##### DOCUMENTO FUENTE #####
La vida de Adolfo Pacheco Anillo no ha sido rectilínea. Los seres humanos somos un río, con entrantes y salientes, con barrancas y hondonadas, con arenas estériles y limos fértiles. Le tocó sufrir muchas cosas. Vencer y perder en el amor. Ganar y perder en la política. Descubrir la vida y saborear el cuerpo. Un leve aleteo de la nostalgia lo conduce a recordar con nitidez el día en que cumplió los diecinueve años y su papá lo llamó aparte y, con palabras cómplices, le dijo: “Ado, te tengo una cuelga para celebrar esta fecha y el regalo que te voy a dar jamás lo podrás olvidar”. En voz de secreto le comentó que le tenía a una muchachona briosa y empostada para que se acostara con ella y que ya le había escogido el sitio donde iba a estar con la joven. Adolfo se entusiasmó con la oferta y no contempló ni por un segundo la posibilidad de despreciar el regalo paterno. Él no sería lo que fue muchos años después Mustio Collado. “Con esa relación empecé a conocer el placer sexual, que yo, a mis diecinueve años, aún no conocía. Qué tiempos tan distantes y qué culturas tan distintas. Era mi primera vez y quedé convertido no solo en un adulto sino en un adicto”. La muchacha inolvidable se llamaba Carmen Lucía y resultó ser empleada de una tienda de víveres que Miguel Pacheco tenía en San Jacinto.
Ya en Barranquilla, se metió a las lides partidistas y fue electo, en esta oportunidad por el liberalismo, diputado a la Asamblea del Atlántico de 1997 al 2000. Apenas finalizaron las sesiones hizo un análisis de las circunstancias en que se hallaba su vida y decidió que hasta ese momento llegaba su vinculación con la política. Algunos amigos y familiares trataron de insistirle, pero su decisión se mantuvo inalterable.
Ahora, el maestro Adolfo Pacheco dirige en Barranquilla la Fundación el Viejo Bolívar, cuyos objetivos se relacionan con la toma de conciencia de la unidad cultural e histórica de la Costa y con la promoción de la música sabanera y caribeña. Sigue presentándose en público. Sigue componiendo. Le siguen grabando sus canciones. Lo siguen homenajeando. Sale de gira con bastante frecuencia. Cuando le pregunto cuántas canciones ha creado, me contesta que como 165, de las cuales le han grabado, y el dato no lo tiene tan exacto, entre 125 y 135. “Solo Andrés Landero me grabó más de cincuenta, imagínate”. Sus creaciones han sido musicalizadas y cantadas por Nelson Henríquez, Los Melódicos, Daniel Santos, Diomedes Díaz, Johnny Ventura, Otto Serje y Rafael Ricardo, Carlos Vives y los Hermanos Zuleta, entre muchos otros, y se escuchan en gran parte del mundo. Si no lo creen, pueden preguntarle a Augusto Beltrán Pareja y a Humberto Rodríguez, ex gobernadores de Bolívar, cuando, por molestar al mesero, pidieron en un bar de Estocolmo (Suecia) La Hamaca Grande, y de inmediato el pianista la interpretó en sueco.
##### SECCIÓN DE DATOS #####
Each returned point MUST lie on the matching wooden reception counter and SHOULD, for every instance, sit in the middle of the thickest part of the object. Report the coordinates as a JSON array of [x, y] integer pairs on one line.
#####
Según el documento fuente, ¿qué fundación dirige Adolfo Pacheco en Barranquilla?

La Fundación el Viejo Bolívar.